[START Quoted passage]

[GE users] Rmpi under SGE

reuti reuti at staff.uni-marburg.de
Tue Dec 21 09:41:43 GMT 2010


Am 21.12.2010 um 10:36 schrieb matbradford:

>> -----Original Message-----
>> From: reuti [mailto:reuti at staff.uni-marburg.de]
>> Sent: 21 December 2010 09:30
>> To: users at gridengine.sunsource.net
>> Subject: Re: [GE users] Rmpi under SGE
>> 
>> Am 17.12.2010 um 19:07 schrieb arnuschky:
>> 
>>>> This can also be set during job submission time:
>>>> 
>>>> $ qsub -V job.sh
>>> 
>>> I tried this as well, but didn't change anything. Anyways, I think Mat
>>> didn't start the sgeexecd's by hand - he just restarted the daemon (by
>>> init script I assume). Or am I missing something here?
>> 
>> Sure, he used the script. But when you log in as root, you have most
>> likely a different environment than the machine when it boots and starts
>> the script automatically. You can check this in /proc/<pid>/environ for
>> the processes, maybe for one where it was started automatically and one
>> where it was started by hand (by using the script).

[END Quoted passage]

## Written task 1
Update the rows starting at the line containing "of the wedding" and ending at the line containing "x=133, y=70", replacing "innermost" with "central" and leaving everything else unchanged. Return only those lines.
The rows have no connection to the Rmpi thread.

[START Records for this task]

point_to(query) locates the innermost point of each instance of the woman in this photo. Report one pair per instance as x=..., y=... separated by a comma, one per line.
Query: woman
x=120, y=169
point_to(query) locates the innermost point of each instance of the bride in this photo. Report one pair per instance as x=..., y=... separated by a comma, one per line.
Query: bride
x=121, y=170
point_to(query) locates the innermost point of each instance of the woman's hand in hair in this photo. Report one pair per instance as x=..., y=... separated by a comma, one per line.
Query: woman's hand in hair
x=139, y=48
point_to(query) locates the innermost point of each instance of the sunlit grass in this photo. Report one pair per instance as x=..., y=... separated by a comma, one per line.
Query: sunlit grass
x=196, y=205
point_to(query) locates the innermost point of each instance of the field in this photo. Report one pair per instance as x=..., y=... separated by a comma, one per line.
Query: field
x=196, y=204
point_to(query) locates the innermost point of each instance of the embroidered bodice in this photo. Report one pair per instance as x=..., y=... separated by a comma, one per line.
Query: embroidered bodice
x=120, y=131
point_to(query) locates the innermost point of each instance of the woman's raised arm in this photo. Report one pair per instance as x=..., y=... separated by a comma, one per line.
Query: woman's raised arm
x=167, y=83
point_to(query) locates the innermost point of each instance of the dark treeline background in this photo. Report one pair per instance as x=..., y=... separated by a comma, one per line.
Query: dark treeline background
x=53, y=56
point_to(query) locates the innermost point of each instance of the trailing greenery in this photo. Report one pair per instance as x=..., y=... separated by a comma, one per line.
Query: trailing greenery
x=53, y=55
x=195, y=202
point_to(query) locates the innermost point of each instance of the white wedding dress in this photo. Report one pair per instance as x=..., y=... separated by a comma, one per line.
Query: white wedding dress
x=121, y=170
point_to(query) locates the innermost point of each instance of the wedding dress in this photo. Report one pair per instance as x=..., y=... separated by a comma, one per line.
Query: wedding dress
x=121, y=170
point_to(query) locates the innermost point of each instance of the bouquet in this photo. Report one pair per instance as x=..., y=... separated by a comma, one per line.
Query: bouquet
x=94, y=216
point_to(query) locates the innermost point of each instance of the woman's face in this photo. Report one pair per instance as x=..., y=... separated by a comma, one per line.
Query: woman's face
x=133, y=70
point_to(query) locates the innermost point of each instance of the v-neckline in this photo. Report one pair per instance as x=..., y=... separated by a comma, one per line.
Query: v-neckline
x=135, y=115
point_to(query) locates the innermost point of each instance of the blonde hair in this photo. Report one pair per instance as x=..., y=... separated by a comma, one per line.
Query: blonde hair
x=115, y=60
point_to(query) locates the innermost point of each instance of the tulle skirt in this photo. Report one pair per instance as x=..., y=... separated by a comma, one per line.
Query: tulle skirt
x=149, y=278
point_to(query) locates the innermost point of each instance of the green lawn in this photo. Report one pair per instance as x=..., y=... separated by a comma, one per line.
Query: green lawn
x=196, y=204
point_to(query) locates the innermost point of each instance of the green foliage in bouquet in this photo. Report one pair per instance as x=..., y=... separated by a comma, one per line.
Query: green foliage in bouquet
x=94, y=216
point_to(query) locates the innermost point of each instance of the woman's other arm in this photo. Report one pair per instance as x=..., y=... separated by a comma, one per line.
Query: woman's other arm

[END Records for this task]

## Written task 2
List every date-and-time stamp that appears in the Rmpi thread.

## Exercise answer 1
point_to(query) locates the central point of each instance of the wedding dress in this photo. Report one pair per instance as x=..., y=... separated by a comma, one per line.
Query: wedding dress
x=121, y=170
point_to(query) locates the central point of each instance of the bouquet in this photo. Report one pair per instance as x=..., y=... separated by a comma, one per line.
Query: bouquet
x=94, y=216
point_to(query) locates the central point of each instance of the woman's face in this photo. Report one pair per instance as x=..., y=... separated by a comma, one per line.
Query: woman's face
x=133, y=70

## Exercise answer 2
- Tue Dec 21 09:41:43 GMT 2010
- 21.12.2010 um 10:36
- 21 December 2010 09:30
- 17.12.2010 um 19:07